▸ YOUR TASK
Collect every line in the entries below that contains the word "name".

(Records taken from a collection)
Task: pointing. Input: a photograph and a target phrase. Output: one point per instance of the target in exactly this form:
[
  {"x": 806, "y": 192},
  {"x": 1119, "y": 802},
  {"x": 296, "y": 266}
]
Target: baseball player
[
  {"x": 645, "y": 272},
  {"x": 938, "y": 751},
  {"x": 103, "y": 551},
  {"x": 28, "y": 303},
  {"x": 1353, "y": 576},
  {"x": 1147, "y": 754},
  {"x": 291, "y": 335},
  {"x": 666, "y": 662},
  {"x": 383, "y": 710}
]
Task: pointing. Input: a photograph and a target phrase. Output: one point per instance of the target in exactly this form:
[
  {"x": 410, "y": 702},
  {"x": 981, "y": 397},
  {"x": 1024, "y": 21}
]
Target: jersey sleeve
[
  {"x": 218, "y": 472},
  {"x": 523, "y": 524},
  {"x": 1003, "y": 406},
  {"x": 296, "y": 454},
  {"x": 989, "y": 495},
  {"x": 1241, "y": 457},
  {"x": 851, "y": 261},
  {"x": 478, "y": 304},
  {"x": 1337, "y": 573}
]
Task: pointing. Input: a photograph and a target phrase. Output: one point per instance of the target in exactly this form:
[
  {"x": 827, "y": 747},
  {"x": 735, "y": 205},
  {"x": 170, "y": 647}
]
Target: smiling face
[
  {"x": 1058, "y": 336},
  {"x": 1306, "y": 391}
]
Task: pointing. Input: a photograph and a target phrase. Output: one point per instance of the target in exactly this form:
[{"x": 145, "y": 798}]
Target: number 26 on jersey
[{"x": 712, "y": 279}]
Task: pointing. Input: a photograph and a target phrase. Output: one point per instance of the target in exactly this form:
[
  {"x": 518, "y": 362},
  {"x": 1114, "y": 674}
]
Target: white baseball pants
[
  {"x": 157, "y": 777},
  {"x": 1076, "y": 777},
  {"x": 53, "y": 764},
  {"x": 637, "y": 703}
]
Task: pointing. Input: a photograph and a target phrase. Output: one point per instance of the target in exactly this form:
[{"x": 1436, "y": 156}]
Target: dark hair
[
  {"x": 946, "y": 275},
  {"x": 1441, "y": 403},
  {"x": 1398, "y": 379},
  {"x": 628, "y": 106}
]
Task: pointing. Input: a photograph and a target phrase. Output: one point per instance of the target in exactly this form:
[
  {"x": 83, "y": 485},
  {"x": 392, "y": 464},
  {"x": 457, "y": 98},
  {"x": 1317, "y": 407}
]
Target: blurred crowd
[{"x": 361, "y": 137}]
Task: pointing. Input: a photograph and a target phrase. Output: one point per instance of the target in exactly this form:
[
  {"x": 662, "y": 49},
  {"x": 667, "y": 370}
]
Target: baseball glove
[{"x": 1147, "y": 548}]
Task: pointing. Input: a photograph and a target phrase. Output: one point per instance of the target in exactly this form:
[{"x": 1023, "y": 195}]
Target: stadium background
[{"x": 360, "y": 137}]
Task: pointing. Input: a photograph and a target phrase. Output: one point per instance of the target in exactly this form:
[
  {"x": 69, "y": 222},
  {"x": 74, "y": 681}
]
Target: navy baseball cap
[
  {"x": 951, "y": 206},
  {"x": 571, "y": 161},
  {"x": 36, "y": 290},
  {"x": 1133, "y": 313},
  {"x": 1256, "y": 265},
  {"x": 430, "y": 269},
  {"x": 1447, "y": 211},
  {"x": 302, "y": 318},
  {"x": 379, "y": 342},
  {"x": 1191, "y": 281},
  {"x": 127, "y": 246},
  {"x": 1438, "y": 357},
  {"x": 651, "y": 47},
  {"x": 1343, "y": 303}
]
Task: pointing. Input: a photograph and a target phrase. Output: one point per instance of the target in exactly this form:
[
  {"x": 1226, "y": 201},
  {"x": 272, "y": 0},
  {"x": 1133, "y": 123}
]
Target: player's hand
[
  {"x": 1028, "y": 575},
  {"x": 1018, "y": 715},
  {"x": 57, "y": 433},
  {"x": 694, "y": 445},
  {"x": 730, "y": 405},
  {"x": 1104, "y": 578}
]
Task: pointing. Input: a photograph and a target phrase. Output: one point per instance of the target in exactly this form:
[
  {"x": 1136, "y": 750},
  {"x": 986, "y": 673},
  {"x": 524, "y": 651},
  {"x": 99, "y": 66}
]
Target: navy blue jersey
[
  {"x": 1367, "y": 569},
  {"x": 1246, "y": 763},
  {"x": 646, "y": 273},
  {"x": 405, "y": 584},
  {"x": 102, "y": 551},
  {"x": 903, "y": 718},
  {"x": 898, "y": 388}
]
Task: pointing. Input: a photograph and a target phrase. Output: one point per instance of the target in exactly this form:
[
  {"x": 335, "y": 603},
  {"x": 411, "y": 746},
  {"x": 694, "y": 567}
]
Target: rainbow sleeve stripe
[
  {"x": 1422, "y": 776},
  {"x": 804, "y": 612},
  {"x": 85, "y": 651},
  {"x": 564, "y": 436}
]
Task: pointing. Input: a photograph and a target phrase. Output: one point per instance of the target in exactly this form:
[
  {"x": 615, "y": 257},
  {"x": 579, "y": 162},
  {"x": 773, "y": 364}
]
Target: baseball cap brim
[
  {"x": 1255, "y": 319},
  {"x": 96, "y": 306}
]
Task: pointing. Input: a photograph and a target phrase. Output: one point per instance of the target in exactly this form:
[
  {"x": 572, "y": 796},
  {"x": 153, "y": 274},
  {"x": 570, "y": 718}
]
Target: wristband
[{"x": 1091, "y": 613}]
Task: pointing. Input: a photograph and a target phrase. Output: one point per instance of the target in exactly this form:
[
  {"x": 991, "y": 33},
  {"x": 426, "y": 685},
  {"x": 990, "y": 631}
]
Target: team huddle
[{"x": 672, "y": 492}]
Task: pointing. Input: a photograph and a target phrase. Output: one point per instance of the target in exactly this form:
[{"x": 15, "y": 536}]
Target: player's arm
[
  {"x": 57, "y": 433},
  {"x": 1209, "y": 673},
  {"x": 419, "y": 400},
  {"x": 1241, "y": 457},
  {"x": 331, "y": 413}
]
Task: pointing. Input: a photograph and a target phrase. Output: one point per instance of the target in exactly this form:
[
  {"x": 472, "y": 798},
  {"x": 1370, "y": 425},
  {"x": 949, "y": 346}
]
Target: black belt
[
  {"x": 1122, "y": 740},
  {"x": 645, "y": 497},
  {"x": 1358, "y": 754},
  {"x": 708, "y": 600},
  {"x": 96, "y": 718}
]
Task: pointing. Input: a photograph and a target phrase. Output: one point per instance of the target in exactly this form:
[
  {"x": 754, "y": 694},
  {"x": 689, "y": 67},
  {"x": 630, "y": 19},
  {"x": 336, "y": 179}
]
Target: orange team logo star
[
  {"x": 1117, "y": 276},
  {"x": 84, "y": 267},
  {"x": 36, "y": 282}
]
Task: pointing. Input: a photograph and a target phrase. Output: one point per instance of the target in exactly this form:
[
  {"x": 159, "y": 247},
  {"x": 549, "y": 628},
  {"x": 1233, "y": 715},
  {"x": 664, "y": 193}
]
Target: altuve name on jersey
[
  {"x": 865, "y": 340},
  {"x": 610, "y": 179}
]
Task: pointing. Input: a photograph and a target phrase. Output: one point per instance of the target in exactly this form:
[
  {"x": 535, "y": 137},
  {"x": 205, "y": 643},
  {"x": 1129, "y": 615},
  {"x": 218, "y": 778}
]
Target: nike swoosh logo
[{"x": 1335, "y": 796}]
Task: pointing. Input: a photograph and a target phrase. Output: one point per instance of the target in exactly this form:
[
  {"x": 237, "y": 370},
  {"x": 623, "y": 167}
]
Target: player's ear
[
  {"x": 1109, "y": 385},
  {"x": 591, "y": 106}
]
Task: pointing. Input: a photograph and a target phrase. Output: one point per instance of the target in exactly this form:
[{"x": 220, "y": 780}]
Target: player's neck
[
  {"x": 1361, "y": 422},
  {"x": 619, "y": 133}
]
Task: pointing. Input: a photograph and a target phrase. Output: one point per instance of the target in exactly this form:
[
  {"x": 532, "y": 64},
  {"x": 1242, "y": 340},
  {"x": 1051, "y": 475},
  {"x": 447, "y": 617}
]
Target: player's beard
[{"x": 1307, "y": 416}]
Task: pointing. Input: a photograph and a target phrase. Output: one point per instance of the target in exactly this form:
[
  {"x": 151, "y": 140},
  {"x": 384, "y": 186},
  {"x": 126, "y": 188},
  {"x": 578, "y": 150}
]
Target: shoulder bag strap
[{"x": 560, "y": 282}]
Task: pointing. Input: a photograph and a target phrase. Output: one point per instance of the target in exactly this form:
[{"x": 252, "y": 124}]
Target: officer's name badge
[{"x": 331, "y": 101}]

---

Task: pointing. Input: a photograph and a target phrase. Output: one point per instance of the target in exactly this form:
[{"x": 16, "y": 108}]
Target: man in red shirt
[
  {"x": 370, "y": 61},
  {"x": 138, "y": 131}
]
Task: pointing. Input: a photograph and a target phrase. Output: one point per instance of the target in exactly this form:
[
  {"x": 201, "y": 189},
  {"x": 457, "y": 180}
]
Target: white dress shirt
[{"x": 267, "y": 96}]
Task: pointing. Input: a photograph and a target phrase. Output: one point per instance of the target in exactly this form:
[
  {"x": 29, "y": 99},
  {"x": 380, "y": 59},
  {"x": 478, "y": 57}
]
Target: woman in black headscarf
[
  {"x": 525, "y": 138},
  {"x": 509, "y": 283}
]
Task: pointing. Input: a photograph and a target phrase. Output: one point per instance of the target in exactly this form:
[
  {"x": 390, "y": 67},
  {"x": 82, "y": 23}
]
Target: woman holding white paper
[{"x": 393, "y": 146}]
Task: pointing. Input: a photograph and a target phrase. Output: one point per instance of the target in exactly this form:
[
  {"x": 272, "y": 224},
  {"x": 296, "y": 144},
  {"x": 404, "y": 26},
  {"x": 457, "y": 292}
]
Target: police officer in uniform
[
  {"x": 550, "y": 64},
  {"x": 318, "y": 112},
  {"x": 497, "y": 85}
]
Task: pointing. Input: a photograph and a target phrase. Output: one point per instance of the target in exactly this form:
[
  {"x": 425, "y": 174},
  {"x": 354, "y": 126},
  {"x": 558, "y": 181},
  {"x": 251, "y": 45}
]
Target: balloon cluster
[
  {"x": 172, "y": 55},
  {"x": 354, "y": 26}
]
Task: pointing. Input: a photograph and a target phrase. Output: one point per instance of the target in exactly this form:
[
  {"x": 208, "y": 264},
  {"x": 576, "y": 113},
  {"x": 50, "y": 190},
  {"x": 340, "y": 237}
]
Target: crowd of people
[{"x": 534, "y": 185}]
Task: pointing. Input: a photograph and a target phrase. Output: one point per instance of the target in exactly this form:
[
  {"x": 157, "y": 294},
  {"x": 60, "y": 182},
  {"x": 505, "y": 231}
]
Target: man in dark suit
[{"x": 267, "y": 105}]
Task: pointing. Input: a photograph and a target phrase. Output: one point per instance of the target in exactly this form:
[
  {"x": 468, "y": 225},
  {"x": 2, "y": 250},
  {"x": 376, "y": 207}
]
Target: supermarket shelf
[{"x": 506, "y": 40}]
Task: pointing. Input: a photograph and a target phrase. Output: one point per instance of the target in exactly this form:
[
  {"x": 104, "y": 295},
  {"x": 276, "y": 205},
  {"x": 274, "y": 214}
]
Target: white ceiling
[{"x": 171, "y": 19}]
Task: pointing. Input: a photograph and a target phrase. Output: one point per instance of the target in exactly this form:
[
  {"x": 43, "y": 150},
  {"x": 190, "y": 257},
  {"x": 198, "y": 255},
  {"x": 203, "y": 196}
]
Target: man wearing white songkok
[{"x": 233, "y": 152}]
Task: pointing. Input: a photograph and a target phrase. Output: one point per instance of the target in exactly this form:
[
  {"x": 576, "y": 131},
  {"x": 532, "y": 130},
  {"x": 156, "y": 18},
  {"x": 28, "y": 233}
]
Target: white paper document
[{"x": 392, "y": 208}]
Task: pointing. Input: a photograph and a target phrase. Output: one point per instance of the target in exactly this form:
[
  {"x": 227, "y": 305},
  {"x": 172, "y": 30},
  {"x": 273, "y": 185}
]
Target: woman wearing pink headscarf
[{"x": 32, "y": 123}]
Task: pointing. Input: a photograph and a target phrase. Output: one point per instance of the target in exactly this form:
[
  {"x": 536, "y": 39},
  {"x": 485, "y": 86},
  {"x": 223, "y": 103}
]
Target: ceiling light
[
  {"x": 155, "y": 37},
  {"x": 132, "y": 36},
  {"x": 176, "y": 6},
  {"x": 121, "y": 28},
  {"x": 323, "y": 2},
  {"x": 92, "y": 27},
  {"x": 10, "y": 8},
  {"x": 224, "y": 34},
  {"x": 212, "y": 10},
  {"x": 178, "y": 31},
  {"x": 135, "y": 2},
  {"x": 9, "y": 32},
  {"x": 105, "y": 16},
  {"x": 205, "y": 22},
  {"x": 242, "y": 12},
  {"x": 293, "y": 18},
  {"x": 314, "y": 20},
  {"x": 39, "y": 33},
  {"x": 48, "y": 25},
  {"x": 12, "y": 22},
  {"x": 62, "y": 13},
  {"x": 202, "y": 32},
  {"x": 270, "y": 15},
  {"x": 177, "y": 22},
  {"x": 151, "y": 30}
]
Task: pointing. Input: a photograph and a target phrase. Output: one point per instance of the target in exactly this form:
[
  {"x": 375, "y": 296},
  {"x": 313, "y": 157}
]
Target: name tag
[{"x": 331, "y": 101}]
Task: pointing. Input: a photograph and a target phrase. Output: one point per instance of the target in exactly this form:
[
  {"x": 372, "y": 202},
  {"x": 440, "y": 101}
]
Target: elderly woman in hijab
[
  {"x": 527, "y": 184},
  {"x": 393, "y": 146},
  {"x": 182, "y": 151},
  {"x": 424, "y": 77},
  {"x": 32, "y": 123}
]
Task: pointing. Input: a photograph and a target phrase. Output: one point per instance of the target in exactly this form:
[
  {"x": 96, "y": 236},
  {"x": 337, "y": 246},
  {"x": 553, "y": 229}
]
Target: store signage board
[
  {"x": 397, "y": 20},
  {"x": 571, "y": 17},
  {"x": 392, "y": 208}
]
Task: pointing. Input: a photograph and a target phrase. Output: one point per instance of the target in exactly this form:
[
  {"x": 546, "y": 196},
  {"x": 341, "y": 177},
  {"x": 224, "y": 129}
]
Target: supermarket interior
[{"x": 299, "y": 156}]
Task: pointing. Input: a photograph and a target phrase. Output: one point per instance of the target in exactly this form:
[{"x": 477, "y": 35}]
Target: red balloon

...

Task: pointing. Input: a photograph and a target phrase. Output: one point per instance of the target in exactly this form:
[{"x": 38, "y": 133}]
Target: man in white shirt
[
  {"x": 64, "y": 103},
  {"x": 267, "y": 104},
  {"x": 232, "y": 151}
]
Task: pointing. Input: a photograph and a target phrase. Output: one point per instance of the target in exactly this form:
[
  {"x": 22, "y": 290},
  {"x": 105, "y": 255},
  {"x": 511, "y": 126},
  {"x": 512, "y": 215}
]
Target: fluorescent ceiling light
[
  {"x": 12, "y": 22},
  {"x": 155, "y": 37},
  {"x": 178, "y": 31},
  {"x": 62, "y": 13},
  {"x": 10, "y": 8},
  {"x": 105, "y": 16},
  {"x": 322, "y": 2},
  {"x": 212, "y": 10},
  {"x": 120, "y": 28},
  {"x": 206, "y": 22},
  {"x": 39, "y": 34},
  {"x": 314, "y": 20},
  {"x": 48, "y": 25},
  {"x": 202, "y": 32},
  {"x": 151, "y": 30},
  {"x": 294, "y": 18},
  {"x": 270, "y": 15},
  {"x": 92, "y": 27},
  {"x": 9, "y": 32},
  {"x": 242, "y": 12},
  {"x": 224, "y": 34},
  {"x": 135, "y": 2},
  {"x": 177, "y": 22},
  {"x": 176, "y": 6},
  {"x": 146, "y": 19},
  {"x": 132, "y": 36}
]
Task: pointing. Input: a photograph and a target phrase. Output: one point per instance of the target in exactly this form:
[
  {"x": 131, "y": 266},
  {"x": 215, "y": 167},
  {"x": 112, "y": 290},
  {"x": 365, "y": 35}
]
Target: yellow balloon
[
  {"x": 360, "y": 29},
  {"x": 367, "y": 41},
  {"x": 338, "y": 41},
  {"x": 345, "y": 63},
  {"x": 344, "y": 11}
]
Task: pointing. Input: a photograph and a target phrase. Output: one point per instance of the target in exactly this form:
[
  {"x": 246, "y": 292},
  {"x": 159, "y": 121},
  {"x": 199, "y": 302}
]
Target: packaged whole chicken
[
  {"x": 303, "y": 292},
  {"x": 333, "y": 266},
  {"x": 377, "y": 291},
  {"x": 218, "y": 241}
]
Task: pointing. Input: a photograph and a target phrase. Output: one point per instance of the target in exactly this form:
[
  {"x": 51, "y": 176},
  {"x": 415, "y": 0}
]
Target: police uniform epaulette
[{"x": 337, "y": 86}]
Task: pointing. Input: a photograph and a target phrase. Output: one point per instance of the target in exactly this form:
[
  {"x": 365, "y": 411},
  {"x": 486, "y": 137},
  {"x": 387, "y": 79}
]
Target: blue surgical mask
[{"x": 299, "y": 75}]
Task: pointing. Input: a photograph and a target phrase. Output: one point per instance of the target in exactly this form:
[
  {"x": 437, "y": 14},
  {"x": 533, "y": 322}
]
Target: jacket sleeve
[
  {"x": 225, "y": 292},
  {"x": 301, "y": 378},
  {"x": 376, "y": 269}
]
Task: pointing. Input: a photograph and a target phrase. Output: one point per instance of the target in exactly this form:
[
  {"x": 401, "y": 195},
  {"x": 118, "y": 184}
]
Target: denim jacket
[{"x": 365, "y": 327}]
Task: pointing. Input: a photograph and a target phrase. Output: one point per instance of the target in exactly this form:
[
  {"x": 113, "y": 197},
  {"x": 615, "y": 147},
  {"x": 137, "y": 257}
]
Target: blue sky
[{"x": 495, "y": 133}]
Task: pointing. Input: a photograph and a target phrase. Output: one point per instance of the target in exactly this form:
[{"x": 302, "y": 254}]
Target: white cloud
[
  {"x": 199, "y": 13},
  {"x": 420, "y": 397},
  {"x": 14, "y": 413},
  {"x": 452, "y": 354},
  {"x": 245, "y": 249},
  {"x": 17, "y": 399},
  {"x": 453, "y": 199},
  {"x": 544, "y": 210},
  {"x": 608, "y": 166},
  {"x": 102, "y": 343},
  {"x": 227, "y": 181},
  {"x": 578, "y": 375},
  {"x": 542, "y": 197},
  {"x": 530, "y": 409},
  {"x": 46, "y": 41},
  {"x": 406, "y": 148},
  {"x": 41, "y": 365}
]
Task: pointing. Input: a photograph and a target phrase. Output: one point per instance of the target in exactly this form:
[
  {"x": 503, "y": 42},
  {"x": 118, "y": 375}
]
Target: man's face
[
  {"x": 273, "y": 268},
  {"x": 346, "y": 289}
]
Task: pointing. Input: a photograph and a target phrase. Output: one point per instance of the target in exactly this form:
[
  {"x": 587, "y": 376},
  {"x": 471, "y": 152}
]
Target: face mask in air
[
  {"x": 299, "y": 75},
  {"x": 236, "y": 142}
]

▸ ANSWER TO THIS TASK
Target: altuve name on jersey
Target: officer's name badge
Target: name tag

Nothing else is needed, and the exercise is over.